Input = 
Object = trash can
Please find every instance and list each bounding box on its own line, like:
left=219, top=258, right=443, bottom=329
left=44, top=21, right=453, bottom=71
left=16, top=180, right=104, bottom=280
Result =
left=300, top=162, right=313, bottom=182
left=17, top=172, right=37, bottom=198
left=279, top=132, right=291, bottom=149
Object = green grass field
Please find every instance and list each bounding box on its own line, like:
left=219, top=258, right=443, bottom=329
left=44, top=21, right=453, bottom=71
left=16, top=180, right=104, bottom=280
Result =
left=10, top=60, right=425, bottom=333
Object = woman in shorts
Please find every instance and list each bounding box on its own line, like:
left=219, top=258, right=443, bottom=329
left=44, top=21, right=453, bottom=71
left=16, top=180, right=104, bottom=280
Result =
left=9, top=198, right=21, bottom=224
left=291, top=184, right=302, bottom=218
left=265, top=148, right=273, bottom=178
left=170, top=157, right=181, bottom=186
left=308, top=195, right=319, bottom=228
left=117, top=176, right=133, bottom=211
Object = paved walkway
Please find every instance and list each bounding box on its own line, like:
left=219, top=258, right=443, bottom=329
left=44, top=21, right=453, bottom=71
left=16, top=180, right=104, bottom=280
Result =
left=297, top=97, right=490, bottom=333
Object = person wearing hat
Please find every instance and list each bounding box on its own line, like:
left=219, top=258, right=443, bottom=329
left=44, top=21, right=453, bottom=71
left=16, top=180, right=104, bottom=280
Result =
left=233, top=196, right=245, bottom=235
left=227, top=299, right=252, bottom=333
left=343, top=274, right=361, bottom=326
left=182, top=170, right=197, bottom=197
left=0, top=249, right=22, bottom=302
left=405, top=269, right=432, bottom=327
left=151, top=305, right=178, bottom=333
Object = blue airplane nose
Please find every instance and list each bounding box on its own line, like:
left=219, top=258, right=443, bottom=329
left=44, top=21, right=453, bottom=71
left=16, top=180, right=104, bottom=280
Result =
***
• _Task details_:
Transcribe, exactly as written, all lines of the entries above from the first to the one containing "Object = green grass field", and no more.

• _Expected answer_:
Input = 
Object = trash can
Please find every instance and list each bounding box on its own line, like:
left=219, top=258, right=443, bottom=329
left=44, top=21, right=453, bottom=71
left=16, top=180, right=104, bottom=280
Result =
left=300, top=162, right=313, bottom=182
left=17, top=172, right=37, bottom=198
left=279, top=132, right=291, bottom=149
Object = green grass field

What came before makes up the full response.